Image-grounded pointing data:
======

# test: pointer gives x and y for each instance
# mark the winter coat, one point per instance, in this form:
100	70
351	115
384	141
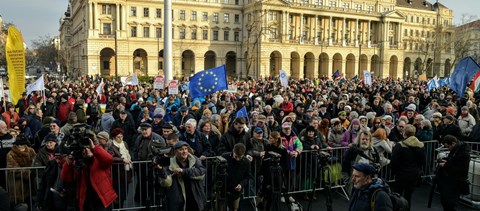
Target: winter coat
466	124
238	172
195	172
63	111
10	119
383	146
45	197
100	177
232	137
106	122
19	186
425	134
360	199
198	143
408	158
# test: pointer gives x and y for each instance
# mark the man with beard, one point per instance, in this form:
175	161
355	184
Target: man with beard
369	192
235	134
361	151
197	141
396	134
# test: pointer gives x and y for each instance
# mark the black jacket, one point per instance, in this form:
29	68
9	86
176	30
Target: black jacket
198	143
407	159
232	137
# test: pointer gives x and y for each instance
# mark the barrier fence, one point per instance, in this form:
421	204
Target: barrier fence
137	187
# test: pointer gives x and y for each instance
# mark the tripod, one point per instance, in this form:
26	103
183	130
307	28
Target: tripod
324	171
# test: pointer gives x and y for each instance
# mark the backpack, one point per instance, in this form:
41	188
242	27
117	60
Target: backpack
399	202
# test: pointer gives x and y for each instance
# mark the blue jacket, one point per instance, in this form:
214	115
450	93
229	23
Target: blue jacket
361	198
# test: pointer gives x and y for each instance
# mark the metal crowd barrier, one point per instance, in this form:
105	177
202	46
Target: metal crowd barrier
139	180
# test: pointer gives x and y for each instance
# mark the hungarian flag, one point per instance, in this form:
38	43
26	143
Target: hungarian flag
475	86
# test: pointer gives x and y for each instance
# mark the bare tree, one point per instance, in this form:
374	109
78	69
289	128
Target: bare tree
254	32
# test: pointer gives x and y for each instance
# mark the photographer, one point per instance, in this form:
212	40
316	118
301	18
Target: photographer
452	172
184	180
92	179
238	172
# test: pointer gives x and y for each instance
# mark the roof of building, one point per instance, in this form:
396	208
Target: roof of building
415	4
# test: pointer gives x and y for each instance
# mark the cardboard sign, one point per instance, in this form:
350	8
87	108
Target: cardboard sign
173	87
159	82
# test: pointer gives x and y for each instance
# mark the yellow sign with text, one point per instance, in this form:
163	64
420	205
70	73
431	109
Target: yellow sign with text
15	55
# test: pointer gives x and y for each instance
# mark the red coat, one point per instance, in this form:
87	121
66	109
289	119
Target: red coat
63	111
100	177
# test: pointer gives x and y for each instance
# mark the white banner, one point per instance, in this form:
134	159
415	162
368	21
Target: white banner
283	78
38	85
173	87
159	82
367	78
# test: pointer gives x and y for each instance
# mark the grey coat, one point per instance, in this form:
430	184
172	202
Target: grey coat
174	183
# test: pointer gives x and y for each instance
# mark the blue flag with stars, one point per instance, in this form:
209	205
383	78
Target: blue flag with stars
208	81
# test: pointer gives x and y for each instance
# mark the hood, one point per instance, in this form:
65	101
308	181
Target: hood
412	141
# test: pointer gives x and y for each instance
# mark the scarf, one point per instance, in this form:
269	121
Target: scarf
124	152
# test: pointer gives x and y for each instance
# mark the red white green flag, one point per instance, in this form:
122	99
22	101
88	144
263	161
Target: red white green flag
475	86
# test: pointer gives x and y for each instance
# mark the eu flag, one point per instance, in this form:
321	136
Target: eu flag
208	81
463	73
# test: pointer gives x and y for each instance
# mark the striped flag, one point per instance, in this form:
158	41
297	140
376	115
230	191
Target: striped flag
475	86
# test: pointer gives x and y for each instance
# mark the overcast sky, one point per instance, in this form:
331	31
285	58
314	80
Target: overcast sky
38	18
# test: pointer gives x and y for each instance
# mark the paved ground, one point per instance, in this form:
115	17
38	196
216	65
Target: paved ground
420	199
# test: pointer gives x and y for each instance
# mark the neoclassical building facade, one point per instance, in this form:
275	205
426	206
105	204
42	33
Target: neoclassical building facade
306	38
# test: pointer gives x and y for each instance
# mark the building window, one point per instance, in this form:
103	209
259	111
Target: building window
205	34
237	18
236	36
194	34
106	9
272	15
146	12
146	31
194	16
182	15
226	18
158	32
182	33
226	35
273	33
133	11
133	31
107	28
332	3
205	16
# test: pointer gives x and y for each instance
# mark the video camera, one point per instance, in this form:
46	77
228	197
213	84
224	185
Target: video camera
77	141
161	155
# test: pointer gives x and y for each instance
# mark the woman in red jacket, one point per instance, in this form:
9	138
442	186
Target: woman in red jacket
93	179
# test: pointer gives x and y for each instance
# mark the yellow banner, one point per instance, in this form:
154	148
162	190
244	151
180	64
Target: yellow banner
15	53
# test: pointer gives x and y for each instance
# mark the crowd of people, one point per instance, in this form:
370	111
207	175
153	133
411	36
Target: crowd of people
382	125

======

*Work item:* Please repeat every record exactly, leaving the pictures out.

*Problem solution:*
# test: pointer gives x and y for each instance
# mark the winter coat, one point per instance, in this form:
100	70
351	115
384	141
Target: winter coat
466	124
238	172
195	172
63	111
10	119
383	146
45	197
100	177
232	137
106	122
19	186
425	134
360	199
198	143
408	158
# test: pointer gives x and y for each instance
# mark the man with beard, one point per instance, in this form:
175	161
355	184
Target: man with beard
369	192
235	134
361	151
197	141
396	134
# test: pointer gives x and y for each instance
# mark the black jacket, one point per instance, in this form:
29	68
9	86
176	30
Target: black jacket
198	143
407	159
232	137
# test: pointer gives x and y for each instance
# mark the barrier fence, one point per instance, in this form:
421	204
Target: barrier fence
137	187
# test: pointer gives x and y for each instance
# mark the tripod, one point per instance, in this form:
26	103
183	130
307	28
Target: tripod
324	171
# test: pointer gives x and y for each instance
# mark the backpack, one point per instance, in this form:
41	188
242	27
117	60
Target: backpack
399	202
# test: pointer gives x and y for each instance
# mark the blue jacket, one point per instance, in this form:
214	115
450	93
229	23
Target: blue jacket
361	198
# test: pointer gives x and y for each instance
# mark the metal crowd barrier, one point per instance, in this form:
105	177
202	46
Target: metal crowd barrier
139	180
# test: pointer gives x and y for each instance
# mark the hungarian flag, one point per instance, in this form:
38	43
26	143
Target: hungarian flag
475	86
# test: pointer gives x and y for each instance
# mark the bare tree, one point per instance, in this form:
374	109
78	69
289	128
Target: bare tree
254	32
# test: pointer gives x and y for each instance
# mark the photographer, one point per instance, in this form:
212	40
316	118
301	18
Target: photographer
452	172
184	180
92	179
238	172
# test: pointer gives x and y for each instance
# mark the roof of building, one point per instance, in this form:
396	208
Target: roof of building
415	4
# test: pointer gives x and y for each instance
# mark the cardboard sign, one point per instance, in this form:
350	8
87	108
Target: cardboard sign
173	87
159	82
# test: pointer gives x and y for each instance
# mark the yellow sign with text, one point per instance, in this form:
163	64
420	205
70	73
431	109
Target: yellow sign with text
15	55
# test: pointer gives x and y for each instance
# mark the red coat, one point per instance, in this form:
87	121
66	109
289	119
Target: red coat
63	111
100	177
# test: pointer gives x and y for each instance
# mark the white banner, one point per instance, in this form:
134	159
415	162
368	21
Target: white banner
283	78
38	85
173	87
159	82
367	78
# test: pointer gives x and y for each instance
# mark the grey coat, one point per instance, in this form:
430	184
172	202
Target: grey coat
174	183
# test: pointer gives x and y for each instance
# mark the blue flag with stars, one point per instance, in this form:
209	205
383	78
Target: blue flag with stars
208	81
# test: pointer gives x and y for each instance
# mark the hood, one point per instance, in this form:
65	101
308	181
Target: hood
412	141
# test: pointer gives x and y for each instance
# mark the scarf, one point per instance, in this form:
269	121
Target: scarf
124	152
# test: pointer gives x and y for each instance
# mark the red white green flag, one point per instance, in this form:
122	99
22	101
88	144
263	161
Target: red white green flag
475	86
# test: pointer gives x and y for each instance
# mark the eu flag, one point per instance, in this form:
321	136
Target: eu flag
208	81
463	73
# test: pointer gives x and y for each instance
# mark the striped flag, one point per instance, in this form:
158	41
297	140
376	115
230	191
Target: striped flag
475	86
# test: pointer gives x and y for each instance
# mark the overcast sky, one point per instance, in this form:
331	31
285	58
314	80
Target: overcast sky
38	18
# test: pointer gives x and y for each instance
# mark the paved ground, one point per instance, in this form:
115	17
38	196
216	65
Target: paved ground
420	199
# test: pointer gives x and y for each instance
# mark the neoclassical building facade, one point per instance, in this form:
275	205
426	206
105	204
42	33
Target: neoclassical building facade
306	38
# test: pointer gives x and y for each instance
# mark the building window, one point per instance, in this form:
103	209
259	111
Target: building window
205	34
237	18
236	36
194	34
106	9
272	15
146	12
146	31
194	16
182	15
226	18
158	32
182	33
226	35
273	33
133	11
133	31
107	28
332	3
205	16
# test: pointer gives x and y for each instance
# mark the video camera, one point per instance, in this form:
46	77
228	197
213	84
224	185
Target: video camera
77	141
161	155
# test: pointer gives x and y for each instance
# mark the woman in red jacket, one point per instance, in this form:
9	138
442	186
Target: woman in red jacket
93	179
# test: pointer gives x and y for each instance
# mark the yellow banner, one point per instance, in this form:
154	148
162	190
244	151
180	64
Target: yellow banner
15	53
# test: pointer gives x and y for each instance
# mark the crowd of people, one point per instance, in this form:
370	111
207	175
153	133
411	36
Target: crowd of people
382	125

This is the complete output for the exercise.